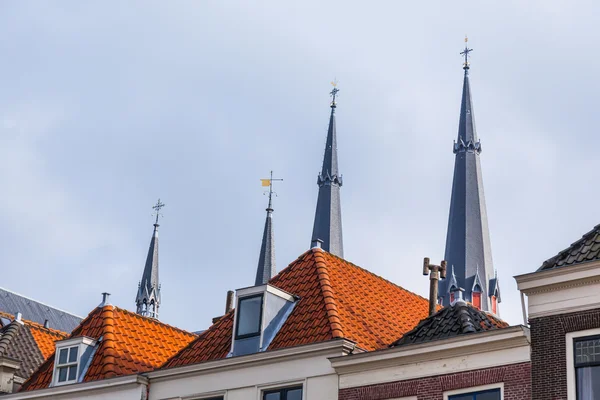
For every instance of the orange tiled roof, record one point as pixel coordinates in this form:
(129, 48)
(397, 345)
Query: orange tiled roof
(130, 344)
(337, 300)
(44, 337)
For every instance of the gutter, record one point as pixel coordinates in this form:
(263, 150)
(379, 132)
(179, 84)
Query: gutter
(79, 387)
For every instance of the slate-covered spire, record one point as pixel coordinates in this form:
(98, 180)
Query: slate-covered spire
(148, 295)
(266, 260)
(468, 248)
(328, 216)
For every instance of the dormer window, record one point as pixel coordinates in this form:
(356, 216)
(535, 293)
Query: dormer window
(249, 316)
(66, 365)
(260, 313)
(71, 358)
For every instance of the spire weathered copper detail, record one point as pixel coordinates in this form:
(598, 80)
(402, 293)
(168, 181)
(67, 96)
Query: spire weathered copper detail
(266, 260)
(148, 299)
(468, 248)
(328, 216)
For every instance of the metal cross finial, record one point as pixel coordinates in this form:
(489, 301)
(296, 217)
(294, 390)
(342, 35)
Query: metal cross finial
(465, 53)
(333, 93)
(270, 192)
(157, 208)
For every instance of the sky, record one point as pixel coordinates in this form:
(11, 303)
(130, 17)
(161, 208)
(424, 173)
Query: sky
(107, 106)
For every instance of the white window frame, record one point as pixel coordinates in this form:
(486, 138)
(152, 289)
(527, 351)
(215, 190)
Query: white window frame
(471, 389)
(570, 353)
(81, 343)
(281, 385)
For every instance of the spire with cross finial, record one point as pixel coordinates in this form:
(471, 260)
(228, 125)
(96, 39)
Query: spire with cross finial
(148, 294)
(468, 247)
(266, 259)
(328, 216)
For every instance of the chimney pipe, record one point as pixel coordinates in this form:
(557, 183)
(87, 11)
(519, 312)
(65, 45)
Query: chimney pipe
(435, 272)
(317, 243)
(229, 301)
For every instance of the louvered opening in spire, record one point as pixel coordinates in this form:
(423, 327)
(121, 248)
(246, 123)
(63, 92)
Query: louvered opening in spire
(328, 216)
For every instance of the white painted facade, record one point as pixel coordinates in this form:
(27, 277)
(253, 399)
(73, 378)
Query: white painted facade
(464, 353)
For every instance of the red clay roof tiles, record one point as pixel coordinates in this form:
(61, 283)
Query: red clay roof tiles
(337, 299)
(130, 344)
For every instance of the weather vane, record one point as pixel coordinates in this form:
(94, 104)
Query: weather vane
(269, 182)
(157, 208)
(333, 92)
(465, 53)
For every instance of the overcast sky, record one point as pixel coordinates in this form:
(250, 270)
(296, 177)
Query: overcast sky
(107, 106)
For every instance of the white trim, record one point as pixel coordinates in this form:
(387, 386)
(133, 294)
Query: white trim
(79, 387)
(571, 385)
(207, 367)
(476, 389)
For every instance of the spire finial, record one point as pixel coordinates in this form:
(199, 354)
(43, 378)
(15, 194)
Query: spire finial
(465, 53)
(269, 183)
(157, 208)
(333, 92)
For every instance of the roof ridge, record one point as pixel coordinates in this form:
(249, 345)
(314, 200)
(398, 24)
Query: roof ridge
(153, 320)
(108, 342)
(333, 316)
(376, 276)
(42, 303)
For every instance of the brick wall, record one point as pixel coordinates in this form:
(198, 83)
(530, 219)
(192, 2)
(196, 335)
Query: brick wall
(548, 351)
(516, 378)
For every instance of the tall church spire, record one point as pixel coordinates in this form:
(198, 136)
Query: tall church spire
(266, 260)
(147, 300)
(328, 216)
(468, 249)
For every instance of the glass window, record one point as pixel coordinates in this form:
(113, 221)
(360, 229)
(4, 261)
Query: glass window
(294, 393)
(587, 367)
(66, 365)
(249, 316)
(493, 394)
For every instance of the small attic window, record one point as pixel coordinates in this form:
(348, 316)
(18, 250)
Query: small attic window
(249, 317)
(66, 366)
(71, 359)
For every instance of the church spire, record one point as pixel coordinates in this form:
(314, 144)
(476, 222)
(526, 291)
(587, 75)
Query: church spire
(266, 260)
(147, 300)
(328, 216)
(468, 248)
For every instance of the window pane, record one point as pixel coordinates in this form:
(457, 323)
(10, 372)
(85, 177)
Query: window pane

———

Task details: Copy the listing over exactly, skipping the pictures it holds.

Full answer:
For every instance of the orange tiled roof, record one point as pixel coordinates in this form:
(129, 48)
(397, 345)
Query: orange tiled roof
(130, 344)
(337, 300)
(44, 337)
For every instance of the gutter, record one point as pixel coordinates in this form:
(263, 150)
(379, 132)
(179, 84)
Query: gutter
(79, 387)
For every instance of the slate-covered spire, record one point as pixel coordinates in this form:
(98, 180)
Query: slate-covered spire
(148, 295)
(266, 260)
(468, 248)
(328, 216)
For every instance of the dormer window, record one point as pixel coordinates in this form:
(356, 216)
(535, 293)
Query: dormer window
(249, 316)
(66, 365)
(260, 313)
(71, 358)
For every instance of the spire weathered copper detail, record one point as pixel coordinates in this form:
(598, 80)
(402, 293)
(168, 181)
(67, 96)
Query: spire weathered copper detail
(266, 260)
(148, 299)
(468, 248)
(328, 216)
For every instance of the metal cross finial, record one point as pixel coordinates in this form:
(489, 301)
(296, 217)
(294, 390)
(342, 35)
Query: metal cross finial
(465, 53)
(333, 93)
(270, 192)
(157, 208)
For every instance of the sky, record one point as pixel coordinates in this form:
(11, 303)
(130, 17)
(161, 208)
(424, 173)
Query: sky
(107, 106)
For every instance of the white window frame, record one point as pixel coordinates in this form:
(486, 138)
(152, 289)
(527, 351)
(215, 190)
Query: white window frame
(471, 389)
(570, 353)
(81, 343)
(281, 385)
For every instance of the spire with cross finial, record one point as pixel coordinates in this form:
(471, 260)
(228, 125)
(96, 39)
Query: spire with cross finial
(148, 294)
(468, 247)
(266, 259)
(328, 216)
For every instance of the chimney pipe, record one point as pixel coordinates in this form:
(557, 183)
(87, 11)
(519, 312)
(65, 45)
Query: chimney pipe
(435, 272)
(317, 243)
(229, 301)
For every instance of the louvered opening in spire, record one point as pixel coordinates in this form:
(423, 327)
(121, 248)
(246, 123)
(63, 92)
Query: louvered opening in spire
(328, 216)
For every instance of the white painted facade, record one point as pixel coordinates in this form:
(27, 277)
(253, 399)
(73, 378)
Query: white painted facade
(464, 353)
For every instance of the red clay roof tiles, record one point as pixel coordinates in this form:
(61, 283)
Query: red clay roof tiles
(337, 299)
(130, 344)
For every instance of the weather vane, record one point as pixel coordinates in this form:
(94, 104)
Query: weather vane
(269, 182)
(157, 208)
(333, 92)
(465, 53)
For every instance of the overcast sky, record one point as pixel coordinates in this form:
(250, 270)
(296, 177)
Query: overcast sky
(107, 106)
For every instance of the white trim, record one point as pixel coordinates in this form:
(387, 386)
(133, 294)
Query: white trim
(79, 387)
(571, 385)
(207, 367)
(476, 389)
For every instance of the spire finial, record one point as pixel coordinates in this form:
(199, 354)
(43, 378)
(15, 194)
Query: spire finial
(465, 53)
(269, 183)
(157, 208)
(333, 92)
For every instance of the roof ridge, record one point as pixel coordinates in this form:
(249, 345)
(314, 200)
(398, 24)
Query: roof ridge
(153, 320)
(108, 342)
(333, 316)
(376, 276)
(42, 303)
For every instance of the brick wall, record one point as pixel coordinates in this form:
(198, 83)
(530, 219)
(192, 2)
(196, 335)
Query: brick wall
(548, 351)
(516, 378)
For every instance of the tall church spire, record one point as pixel coordinates in this form:
(198, 136)
Query: tall church spire
(266, 260)
(147, 300)
(328, 216)
(468, 249)
For every instance of the glass window, record one point as pixel coordinates in this form:
(113, 221)
(360, 229)
(4, 261)
Query: glass window
(294, 393)
(587, 367)
(66, 365)
(249, 316)
(493, 394)
For every instance of the small attic window, record one point as pixel coordinates in this form:
(348, 316)
(18, 250)
Query: small attic window
(249, 317)
(66, 366)
(71, 359)
For every instance of the church spire, record one point as pixel coordinates in this form:
(314, 144)
(476, 222)
(526, 291)
(587, 75)
Query: church spire
(266, 260)
(147, 300)
(328, 216)
(468, 248)
For every instance of the window pane, record one point as pixel coordinates in this form:
(457, 323)
(10, 372)
(85, 177)
Query: window pane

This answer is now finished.